Document passage ::
+ + + + + + +
The group organized an open forum in June. Forty people showed up to discuss the history and activities of the Pride at Work chapter and issues like workplace harassment, discriminatory firings, and how to teach management and co-workers the basics about gender issues. The forum also covered subjects that affect all workers, like hours and wages. Young workers mostly not in unions got a chance to learn about building power as LGBTQ workers.
The organization has also joined picket lines at the 2018 Marriott hotel strike and helped workers at a local bookstore to develop contract language. A chapter member and other LGBTQ workers who are members of Auto Workers Local 1596 at Harvard Book Store (not affiliated with Harvard University) led an effort to resuscitate their inactive union, institute gender-neutral language throughout the contract, and include gender identity in the nondiscrimination clause.
The chapter’s priority is organizing. “We want to support and organize LGBT and other workers irrespective of a union being present,” said member Hersch Rothmel, an organizer at SEIU Local 888.
Pride at Work Eastern Massachusetts has close ties with Lyft and Uber drivers who are organizing, and has met with baristas at several coffee shops. “We are organizing these workers by identifying workplace issues and leaders,” said Rothmel.
OUT WEST
In Portland, Oregon, 80 LGBTQ workers from two dozen unions came together June 21 for a summit.
It was the sixth installment in an annual series of events on bias organized by the law firm Diamond Law. While this event focused on anti-LGBTQ discrimination, others in the series have focused on gender or race.
The summit offered legal training, tips on bargaining and organizing, and personal perspectives from LGBTQ union members on their activism. In a session on developing better contract language, participants discussed how to expand the employer’s responsibilities to proactively protect employees from implicit bias.
“Right now, contractual anti-discrimination provisions say you can’t break the law,” said attorney and trainer Barbara Diamond, an organizer of the event. “They don’t give anybody any rights beyond compliance with laws.”
+ + + + + + +
Data under study ::
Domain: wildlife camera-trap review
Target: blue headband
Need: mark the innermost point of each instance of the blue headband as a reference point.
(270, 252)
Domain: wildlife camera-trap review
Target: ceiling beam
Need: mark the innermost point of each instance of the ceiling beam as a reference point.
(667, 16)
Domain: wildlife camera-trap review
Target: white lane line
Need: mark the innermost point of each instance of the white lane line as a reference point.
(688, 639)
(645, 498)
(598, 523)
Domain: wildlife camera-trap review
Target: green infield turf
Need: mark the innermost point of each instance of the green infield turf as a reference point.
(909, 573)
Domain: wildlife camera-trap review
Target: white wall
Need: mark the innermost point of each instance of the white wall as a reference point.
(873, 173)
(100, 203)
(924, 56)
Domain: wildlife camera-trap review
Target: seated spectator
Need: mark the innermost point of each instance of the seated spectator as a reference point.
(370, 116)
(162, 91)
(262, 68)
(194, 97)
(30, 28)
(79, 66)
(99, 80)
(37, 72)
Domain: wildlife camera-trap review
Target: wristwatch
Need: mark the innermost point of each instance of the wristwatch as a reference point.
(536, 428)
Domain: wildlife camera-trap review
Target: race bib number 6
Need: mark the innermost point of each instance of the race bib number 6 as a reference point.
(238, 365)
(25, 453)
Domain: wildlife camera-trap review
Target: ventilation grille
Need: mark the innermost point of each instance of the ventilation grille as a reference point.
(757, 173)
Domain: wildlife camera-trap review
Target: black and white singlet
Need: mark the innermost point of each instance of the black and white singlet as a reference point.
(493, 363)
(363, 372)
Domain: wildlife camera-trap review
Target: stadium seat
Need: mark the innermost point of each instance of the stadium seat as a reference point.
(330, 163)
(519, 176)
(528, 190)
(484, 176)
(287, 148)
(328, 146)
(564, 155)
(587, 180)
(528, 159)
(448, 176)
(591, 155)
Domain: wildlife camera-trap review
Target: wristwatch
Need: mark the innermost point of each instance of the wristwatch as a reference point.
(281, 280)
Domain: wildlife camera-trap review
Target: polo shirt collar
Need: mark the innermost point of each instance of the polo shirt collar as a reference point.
+ + + + + + +
Task description ::
Duplicate everything in the passage on LGBTQ worker organizing from "The organization has" down to "SEIU Local 888.".

Answer area ::
The organization has also joined picket lines at the 2018 Marriott hotel strike and helped workers at a local bookstore to develop contract language. A chapter member and other LGBTQ workers who are members of Auto Workers Local 1596 at Harvard Book Store (not affiliated with Harvard University) led an effort to resuscitate their inactive union, institute gender-neutral language throughout the contract, and include gender identity in the nondiscrimination clause.
The chapter’s priority is organizing. “We want to support and organize LGBT and other workers irrespective of a union being present,” said member Hersch Rothmel, an organizer at SEIU Local 888.